*Source*.
--------------------------------------------------
Tuesday, January 18, 2022

Problems replication traditional mortality salience effect on national patriotism, democratic values, processing speed, psychophysiological responses, ingroup identification, and pro-sociality; effect of death reminders is less robust than assumed

Mortality salience effects fail to replicate in traditional and novel measures. Bjørn Sætrevik, Hallgeir Sjåstad. Meta-Psychology, Vol 6, Jan 17 2022. https://orcid.org/0000-0002-8730-1038

Abstract: Mortality salience (MS) effects, where death reminders lead to ingroup-bias and defensive protection of one’s world-view, have been claimed to be a fundamental human motivator. MS phenomena have ostensibly been identified in several hundred studies within the “terror management theory” framework, but transparent and high-powered replications are lacking. Experiment 1 (N = 101 Norwegian lab participants) aimed to replicate the traditional MSeffect on national patriotism, with additional novel measures of democratic values and pro-sociality. Experiment2 (N = 784 US online participants) aimed to replicate the MS effect on national patriotism in a larger sample, with ingroup identification and pro-sociality as additional outcome measures. The results showed that neither experiment replicated the traditional MS effect on national patriotism. The experiments also failed to support conceptual replications and underlying mechanisms on democratic values, processing speed, psychophysiological responses, ingroup identification, and pro-sociality. This indicates that the effect of death reminders is less robust and generalizable than previously assumed.
--------------------------------------------------
*Data section*.
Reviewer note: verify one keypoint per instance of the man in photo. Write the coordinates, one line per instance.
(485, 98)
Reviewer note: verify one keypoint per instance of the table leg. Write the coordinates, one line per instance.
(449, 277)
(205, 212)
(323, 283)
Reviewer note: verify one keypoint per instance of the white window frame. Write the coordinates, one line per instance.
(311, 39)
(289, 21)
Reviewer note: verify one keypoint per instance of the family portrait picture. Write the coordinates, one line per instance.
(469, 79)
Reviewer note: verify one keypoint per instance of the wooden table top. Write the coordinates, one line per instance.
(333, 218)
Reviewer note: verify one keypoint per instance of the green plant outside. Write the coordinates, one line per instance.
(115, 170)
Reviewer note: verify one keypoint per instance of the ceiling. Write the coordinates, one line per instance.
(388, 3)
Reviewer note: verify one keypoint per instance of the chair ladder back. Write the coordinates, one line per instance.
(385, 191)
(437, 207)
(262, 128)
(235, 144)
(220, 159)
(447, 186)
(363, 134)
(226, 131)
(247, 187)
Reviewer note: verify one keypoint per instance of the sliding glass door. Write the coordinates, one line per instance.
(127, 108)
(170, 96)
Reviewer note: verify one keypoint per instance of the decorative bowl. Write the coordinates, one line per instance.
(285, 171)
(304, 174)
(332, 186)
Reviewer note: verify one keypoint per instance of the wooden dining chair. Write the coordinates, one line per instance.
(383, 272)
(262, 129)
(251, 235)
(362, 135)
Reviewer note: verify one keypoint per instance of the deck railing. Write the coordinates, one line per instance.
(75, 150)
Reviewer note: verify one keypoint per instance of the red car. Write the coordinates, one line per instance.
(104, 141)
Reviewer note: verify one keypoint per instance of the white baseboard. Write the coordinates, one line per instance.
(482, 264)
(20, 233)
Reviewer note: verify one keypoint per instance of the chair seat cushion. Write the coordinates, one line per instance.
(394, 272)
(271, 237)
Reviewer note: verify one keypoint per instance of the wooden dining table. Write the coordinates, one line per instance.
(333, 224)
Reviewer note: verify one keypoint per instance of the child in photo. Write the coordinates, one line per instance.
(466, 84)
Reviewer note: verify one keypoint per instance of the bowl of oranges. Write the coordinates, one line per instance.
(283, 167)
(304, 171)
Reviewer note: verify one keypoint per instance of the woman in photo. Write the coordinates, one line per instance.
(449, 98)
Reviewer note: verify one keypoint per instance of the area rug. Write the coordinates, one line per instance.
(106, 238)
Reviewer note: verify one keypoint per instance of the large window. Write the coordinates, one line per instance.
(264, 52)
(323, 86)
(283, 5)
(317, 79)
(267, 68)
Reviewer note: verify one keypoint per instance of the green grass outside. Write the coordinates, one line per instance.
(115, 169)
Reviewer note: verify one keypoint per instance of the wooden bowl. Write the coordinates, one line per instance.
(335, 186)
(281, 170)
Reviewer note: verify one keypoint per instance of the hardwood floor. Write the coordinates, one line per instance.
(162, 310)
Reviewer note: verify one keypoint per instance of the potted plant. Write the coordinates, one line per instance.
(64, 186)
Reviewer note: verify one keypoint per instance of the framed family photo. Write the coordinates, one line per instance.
--------------------------------------------------
*Work instructions*.
1) Name every measure the mortality salience abstract above says the experiments also failed to support.
2) Using the mortality salience abstract above, decide whether each statement agrees with it: (a) the second experiment had 784 US participants who took part online; (b) the first experiment was carried out online; (c) one of the two experiments replicated the traditional effect on national patriotism.

*Outputs in order*.
1) Democratic values, processing speed, psychophysiological responses, ingroup identification, and pro-sociality.

2)
(a) Yes: "N = 784 US online participants."
(b) No: "N = 101 Norwegian lab participants."
(c) No: "neither experiment replicated the traditional MS effect on national patriotism."